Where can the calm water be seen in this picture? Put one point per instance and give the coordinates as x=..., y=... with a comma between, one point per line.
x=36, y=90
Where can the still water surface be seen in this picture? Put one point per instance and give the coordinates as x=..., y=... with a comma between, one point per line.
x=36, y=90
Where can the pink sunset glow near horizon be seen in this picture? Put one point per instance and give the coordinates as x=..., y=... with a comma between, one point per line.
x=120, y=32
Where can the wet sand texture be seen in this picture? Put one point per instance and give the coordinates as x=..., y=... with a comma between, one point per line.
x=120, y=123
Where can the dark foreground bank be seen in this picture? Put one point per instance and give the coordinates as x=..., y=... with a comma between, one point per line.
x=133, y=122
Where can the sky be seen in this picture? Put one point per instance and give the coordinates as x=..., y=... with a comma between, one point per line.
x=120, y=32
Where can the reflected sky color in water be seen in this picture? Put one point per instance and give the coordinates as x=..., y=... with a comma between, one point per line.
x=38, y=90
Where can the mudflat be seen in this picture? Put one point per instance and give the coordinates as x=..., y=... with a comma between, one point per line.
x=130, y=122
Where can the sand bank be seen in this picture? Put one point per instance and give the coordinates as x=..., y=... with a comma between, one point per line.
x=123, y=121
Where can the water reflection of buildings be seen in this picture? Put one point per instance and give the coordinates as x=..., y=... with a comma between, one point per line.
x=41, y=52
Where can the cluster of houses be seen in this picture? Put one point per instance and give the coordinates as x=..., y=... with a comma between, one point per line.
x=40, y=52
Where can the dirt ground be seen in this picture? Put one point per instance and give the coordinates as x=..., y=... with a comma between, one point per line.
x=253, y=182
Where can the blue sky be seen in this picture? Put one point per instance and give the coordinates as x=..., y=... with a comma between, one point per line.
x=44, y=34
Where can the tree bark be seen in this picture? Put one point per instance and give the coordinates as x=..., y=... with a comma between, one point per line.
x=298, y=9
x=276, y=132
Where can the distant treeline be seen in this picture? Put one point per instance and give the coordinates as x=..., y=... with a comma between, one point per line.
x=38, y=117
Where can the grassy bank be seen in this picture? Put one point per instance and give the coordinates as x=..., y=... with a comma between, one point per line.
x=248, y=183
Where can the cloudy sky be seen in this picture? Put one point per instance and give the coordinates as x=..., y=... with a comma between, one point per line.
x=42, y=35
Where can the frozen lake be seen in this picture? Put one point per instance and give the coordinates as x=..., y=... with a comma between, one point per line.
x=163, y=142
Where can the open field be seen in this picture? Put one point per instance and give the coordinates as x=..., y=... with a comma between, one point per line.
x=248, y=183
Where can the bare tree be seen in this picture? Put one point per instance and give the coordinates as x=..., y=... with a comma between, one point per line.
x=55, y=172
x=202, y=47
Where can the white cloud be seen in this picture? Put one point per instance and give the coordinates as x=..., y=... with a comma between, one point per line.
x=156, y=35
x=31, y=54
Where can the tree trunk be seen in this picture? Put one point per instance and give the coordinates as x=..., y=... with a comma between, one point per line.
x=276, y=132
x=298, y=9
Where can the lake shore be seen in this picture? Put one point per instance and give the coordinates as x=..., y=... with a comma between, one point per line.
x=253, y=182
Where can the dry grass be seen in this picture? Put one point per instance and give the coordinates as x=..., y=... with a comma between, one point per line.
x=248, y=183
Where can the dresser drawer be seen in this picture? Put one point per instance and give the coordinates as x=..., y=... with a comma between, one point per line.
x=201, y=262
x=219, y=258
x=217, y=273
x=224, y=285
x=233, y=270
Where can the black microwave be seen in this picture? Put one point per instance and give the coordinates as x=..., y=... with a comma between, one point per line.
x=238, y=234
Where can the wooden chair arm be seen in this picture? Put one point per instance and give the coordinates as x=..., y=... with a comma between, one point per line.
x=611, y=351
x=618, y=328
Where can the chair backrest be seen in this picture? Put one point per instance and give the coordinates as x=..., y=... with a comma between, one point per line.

§ **REQUEST**
Give these lines as a JSON list of strings, one string per line, leaving out blank lines and covering every entry.

§ **RESULT OF THIS TASK**
[
  "Where can the calm water be seen in this picture? Put one point per instance and give the coordinates as x=..., y=... with a comma between, one point per line.",
  "x=36, y=90",
  "Where can the still water surface be seen in this picture? Put one point per instance and give the coordinates as x=..., y=... with a comma between, one point per line.",
  "x=36, y=90",
  "Where can the pink sunset glow near horizon be seen in this picture? Put one point per instance and give the coordinates as x=..., y=... with a comma between, one point per line.",
  "x=120, y=32",
  "Where can the wet sand texture be seen in this picture? Put one point per instance and give the coordinates as x=..., y=... with a comma between, one point per line.",
  "x=120, y=123",
  "Where can the dark foreground bank be seen in this picture? Put one point per instance and give the coordinates as x=..., y=... with a comma between, one point per line.",
  "x=133, y=122",
  "Where can the sky be seen in this picture? Put one point per instance and give the coordinates as x=..., y=... with a comma between, one point per line.",
  "x=120, y=32",
  "Where can the reflected sky color in water be seen in this picture? Put one point per instance and give the coordinates as x=..., y=... with a comma between, one point per line.",
  "x=38, y=90",
  "Where can the mudflat be seen in this picture? Put one point per instance and give the coordinates as x=..., y=... with a comma between, one point per line.",
  "x=130, y=122",
  "Where can the sand bank be seen in this picture? Put one point per instance and give the coordinates as x=..., y=... with a comma between, one point per line.",
  "x=123, y=121",
  "Where can the water reflection of buildings be seen in this picture? Put one point per instance and give the coordinates as x=..., y=... with a comma between, one point per line.",
  "x=41, y=52",
  "Where can the cluster of houses be seen in this picture? Put one point per instance and give the coordinates as x=..., y=... with a comma between, one point per line.",
  "x=40, y=52",
  "Where can the dirt ground be seen in this picture? Put one point per instance and give the coordinates as x=..., y=... with a comma between, one point per line.",
  "x=253, y=182",
  "Where can the blue sky be seen in this picture? Put one point per instance and give the coordinates as x=..., y=... with a comma between, one point per line.",
  "x=44, y=34",
  "Where can the tree bark be seen in this picture? Put one point per instance and give the coordinates as x=..., y=... with a comma between, one point per line.",
  "x=298, y=9",
  "x=276, y=132",
  "Where can the distant treeline be seen in this picture? Put one point per instance and give the coordinates as x=..., y=... with a comma between, one point per line.",
  "x=38, y=117",
  "Where can the grassy bank be seen in this picture? Put one point per instance and give the coordinates as x=..., y=... with a comma between, one point per line.",
  "x=248, y=183",
  "Where can the cloudy sky be seen in this picture? Put one point per instance and give the coordinates as x=..., y=... with a comma between, one point per line.",
  "x=42, y=35",
  "Where can the frozen lake be seen in this picture? Put one point per instance and give the coordinates as x=..., y=... with a comma between, one point per line.",
  "x=163, y=142",
  "Where can the open field be seen in this picture? Put one point per instance and give the coordinates as x=..., y=... with a comma between, one point per line.",
  "x=248, y=183",
  "Where can the bare tree be seen in this picture? Put one point per instance and give the coordinates as x=..., y=... with a comma between, one point per line.",
  "x=55, y=172",
  "x=202, y=47",
  "Where can the white cloud be seen in this picture? Put one point per instance and give the coordinates as x=..., y=... with a comma between, one point per line.",
  "x=156, y=35",
  "x=31, y=54",
  "Where can the tree trunk be seen in this picture? Put one point per instance and give the coordinates as x=..., y=... with a comma between, one point per line.",
  "x=276, y=132",
  "x=298, y=9",
  "Where can the lake shore be seen in this picture? Put one point per instance and give the coordinates as x=..., y=... with a comma between, one point per line.",
  "x=253, y=182",
  "Where can the dry grass be seen in this picture? Put one point per instance and give the coordinates as x=..., y=... with a comma between, one point per line.",
  "x=248, y=183",
  "Where can the dresser drawer be seen in this picture? Put one point per instance and give the coordinates as x=..., y=... with a comma between, one point per line.",
  "x=201, y=262",
  "x=219, y=258",
  "x=217, y=273",
  "x=224, y=285",
  "x=233, y=270",
  "Where can the black microwave be seen in this picture? Put one point per instance and give the coordinates as x=..., y=... with a comma between, one point per line.",
  "x=238, y=234",
  "Where can the wooden chair arm be seen in this picture? Put one point per instance and give the coordinates as x=..., y=... with a comma between, one point per line.",
  "x=611, y=351",
  "x=618, y=328",
  "Where can the chair backrest be seen in this picture? Put one point per instance and give the coordinates as x=..., y=... with a comma between, one point per line."
]